OBJECTIVE: Starting from the first line of the data and stopping after the line that contains "[[168, 225], [28, 218], [37, 355], [172, 355]]", swap "mullion" for "muntin". Reproduce only those lines, leaving everything else unchanged.

====

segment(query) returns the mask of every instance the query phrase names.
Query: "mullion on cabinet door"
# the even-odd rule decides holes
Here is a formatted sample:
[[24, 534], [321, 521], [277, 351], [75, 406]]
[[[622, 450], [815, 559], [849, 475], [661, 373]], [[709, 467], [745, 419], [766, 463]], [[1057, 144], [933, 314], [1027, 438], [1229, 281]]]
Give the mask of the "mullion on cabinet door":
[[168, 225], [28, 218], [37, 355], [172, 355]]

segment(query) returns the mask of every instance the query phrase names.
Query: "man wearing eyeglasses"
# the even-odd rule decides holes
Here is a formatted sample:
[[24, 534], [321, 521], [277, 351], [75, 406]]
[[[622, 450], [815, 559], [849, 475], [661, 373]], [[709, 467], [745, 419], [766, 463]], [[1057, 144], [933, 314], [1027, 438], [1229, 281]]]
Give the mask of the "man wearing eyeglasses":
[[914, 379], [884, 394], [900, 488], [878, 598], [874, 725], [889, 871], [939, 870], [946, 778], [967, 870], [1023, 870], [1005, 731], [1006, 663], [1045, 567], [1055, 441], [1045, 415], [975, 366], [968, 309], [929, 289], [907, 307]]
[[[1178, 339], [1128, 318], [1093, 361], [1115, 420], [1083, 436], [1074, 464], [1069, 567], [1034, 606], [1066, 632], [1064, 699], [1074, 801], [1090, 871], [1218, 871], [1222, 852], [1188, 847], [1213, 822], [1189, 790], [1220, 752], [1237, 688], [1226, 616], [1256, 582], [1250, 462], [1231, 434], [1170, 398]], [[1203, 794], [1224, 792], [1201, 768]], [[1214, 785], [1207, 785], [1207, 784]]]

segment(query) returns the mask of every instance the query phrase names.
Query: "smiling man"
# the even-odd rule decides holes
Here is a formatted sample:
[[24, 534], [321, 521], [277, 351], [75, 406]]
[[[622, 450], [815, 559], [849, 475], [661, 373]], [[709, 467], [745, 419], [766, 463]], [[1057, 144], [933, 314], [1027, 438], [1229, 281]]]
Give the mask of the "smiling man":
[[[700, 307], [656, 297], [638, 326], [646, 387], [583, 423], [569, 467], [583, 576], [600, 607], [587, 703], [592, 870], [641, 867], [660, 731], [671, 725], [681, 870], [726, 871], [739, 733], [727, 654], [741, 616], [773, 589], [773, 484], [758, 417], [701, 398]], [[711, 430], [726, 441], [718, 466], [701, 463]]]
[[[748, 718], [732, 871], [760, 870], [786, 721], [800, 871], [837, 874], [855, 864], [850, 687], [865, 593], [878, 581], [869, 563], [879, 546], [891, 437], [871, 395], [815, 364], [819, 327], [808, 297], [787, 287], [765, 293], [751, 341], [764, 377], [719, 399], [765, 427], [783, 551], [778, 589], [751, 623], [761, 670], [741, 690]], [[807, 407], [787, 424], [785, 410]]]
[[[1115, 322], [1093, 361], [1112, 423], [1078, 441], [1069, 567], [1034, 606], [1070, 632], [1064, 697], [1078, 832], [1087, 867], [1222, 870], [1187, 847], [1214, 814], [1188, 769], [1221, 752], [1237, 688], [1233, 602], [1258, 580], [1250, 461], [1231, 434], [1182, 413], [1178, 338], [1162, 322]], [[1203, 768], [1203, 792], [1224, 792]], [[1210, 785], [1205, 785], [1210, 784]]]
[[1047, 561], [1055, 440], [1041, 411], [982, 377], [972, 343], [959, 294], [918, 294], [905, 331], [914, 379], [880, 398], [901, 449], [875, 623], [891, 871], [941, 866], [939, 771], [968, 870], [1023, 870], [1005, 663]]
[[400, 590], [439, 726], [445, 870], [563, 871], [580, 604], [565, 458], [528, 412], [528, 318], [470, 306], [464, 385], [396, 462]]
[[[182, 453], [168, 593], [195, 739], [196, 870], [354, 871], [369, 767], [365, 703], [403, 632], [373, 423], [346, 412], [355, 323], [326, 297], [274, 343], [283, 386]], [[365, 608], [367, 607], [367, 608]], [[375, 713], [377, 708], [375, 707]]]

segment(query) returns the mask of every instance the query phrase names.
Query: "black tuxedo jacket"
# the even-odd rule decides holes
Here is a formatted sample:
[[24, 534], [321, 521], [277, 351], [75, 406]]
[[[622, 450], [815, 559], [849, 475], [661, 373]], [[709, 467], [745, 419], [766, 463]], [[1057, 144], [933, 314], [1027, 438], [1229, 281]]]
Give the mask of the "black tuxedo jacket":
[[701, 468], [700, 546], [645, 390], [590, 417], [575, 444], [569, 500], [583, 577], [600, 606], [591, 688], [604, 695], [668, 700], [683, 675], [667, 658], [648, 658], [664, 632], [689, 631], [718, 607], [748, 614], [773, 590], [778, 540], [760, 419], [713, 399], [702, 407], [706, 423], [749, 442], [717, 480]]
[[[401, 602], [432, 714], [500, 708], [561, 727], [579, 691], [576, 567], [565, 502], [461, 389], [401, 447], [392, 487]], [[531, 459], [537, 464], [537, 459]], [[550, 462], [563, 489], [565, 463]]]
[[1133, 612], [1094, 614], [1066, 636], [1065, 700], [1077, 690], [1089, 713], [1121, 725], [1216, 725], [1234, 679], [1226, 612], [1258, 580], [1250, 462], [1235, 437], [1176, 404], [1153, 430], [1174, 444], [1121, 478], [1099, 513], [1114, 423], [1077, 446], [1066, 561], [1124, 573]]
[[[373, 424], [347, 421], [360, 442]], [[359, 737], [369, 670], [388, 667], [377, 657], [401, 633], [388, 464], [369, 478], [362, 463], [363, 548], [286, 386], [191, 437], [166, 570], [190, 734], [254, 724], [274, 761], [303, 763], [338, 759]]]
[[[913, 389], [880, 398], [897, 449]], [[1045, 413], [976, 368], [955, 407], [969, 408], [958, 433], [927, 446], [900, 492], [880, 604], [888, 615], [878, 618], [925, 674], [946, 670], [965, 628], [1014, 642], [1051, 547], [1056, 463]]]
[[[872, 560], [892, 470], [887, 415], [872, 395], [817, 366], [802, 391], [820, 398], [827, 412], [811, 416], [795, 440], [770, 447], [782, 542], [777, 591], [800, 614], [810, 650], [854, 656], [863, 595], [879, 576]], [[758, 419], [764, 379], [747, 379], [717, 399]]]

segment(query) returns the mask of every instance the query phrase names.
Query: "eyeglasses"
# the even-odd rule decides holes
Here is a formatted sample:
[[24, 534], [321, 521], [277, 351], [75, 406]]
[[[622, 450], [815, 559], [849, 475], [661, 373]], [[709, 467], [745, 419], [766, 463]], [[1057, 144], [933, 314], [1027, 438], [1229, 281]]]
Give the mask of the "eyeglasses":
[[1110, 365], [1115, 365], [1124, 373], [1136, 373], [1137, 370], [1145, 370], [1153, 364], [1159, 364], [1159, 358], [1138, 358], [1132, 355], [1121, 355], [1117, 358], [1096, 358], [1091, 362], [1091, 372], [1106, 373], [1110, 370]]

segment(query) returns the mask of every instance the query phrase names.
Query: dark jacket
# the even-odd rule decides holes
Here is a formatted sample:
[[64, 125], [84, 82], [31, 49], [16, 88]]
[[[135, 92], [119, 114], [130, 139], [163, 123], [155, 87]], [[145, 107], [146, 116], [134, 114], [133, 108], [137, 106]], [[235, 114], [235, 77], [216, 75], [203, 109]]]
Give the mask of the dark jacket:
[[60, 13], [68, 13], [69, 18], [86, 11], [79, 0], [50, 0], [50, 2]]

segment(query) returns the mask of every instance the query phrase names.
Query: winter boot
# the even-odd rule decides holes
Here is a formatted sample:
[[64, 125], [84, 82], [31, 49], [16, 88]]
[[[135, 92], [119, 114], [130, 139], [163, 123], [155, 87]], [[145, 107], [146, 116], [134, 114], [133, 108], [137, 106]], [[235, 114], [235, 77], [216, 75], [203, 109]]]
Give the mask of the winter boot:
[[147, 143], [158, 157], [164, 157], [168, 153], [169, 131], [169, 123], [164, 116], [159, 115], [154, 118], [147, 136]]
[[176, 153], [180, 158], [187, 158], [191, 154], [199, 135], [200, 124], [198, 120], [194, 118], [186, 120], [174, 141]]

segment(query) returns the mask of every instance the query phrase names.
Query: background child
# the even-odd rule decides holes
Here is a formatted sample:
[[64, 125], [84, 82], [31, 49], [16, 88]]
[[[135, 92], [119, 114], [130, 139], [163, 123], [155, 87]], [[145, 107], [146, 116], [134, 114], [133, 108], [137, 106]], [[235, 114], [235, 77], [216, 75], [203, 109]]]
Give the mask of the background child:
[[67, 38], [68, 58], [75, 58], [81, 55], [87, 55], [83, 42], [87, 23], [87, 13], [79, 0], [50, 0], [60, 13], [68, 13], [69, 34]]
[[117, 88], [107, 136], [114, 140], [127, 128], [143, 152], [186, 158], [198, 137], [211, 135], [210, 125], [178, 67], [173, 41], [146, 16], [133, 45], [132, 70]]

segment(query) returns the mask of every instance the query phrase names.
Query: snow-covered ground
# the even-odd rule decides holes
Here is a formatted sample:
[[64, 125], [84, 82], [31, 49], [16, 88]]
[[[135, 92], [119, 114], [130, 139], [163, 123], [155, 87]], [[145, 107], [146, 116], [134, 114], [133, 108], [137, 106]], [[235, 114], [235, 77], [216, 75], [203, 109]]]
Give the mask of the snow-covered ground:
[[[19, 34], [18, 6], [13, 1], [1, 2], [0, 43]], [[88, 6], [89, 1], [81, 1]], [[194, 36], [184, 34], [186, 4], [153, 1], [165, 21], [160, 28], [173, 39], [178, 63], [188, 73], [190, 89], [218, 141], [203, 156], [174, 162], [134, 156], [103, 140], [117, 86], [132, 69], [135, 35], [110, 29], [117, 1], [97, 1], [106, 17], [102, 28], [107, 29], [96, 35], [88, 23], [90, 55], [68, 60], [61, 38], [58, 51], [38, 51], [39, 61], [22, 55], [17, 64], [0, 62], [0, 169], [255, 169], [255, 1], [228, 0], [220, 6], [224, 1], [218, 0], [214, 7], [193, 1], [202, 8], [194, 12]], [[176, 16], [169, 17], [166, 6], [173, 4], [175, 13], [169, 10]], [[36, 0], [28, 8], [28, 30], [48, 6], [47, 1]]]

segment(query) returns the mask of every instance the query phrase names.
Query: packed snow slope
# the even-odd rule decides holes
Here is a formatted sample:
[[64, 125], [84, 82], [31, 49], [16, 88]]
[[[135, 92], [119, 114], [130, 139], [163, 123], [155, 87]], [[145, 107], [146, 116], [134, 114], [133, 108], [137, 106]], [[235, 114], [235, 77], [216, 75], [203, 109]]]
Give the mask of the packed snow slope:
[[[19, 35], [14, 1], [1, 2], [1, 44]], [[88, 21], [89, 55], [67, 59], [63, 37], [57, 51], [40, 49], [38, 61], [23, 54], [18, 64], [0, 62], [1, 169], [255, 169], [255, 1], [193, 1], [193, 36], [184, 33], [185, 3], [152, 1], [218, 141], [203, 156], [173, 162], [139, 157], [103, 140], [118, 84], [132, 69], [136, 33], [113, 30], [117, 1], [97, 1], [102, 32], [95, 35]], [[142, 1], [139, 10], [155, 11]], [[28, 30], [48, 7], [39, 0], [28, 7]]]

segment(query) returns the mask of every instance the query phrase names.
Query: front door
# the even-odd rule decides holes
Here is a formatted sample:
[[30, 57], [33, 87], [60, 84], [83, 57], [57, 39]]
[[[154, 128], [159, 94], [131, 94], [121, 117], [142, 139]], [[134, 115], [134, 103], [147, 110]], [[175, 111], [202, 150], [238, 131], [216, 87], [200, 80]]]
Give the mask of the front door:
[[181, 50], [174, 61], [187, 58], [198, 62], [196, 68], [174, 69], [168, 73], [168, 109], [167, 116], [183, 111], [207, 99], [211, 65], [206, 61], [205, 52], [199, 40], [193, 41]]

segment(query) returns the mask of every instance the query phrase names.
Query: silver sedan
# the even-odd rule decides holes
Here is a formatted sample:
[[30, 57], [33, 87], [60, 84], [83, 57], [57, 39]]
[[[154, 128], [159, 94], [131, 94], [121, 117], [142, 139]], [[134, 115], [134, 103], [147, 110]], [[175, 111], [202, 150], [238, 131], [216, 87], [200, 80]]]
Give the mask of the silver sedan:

====

IN RESPONSE:
segment(query) returns the mask of every instance the query phrase names.
Query: "muntin on cabinet door"
# the even-odd rule decides holes
Here is a formatted sample:
[[24, 534], [321, 521], [277, 351], [75, 406]]
[[[622, 450], [815, 559], [849, 475], [661, 373]], [[709, 467], [745, 419], [766, 463]], [[1057, 144], [933, 314], [1027, 438], [1229, 281]]]
Give the mask of the "muntin on cabinet door":
[[168, 225], [28, 218], [37, 355], [172, 355]]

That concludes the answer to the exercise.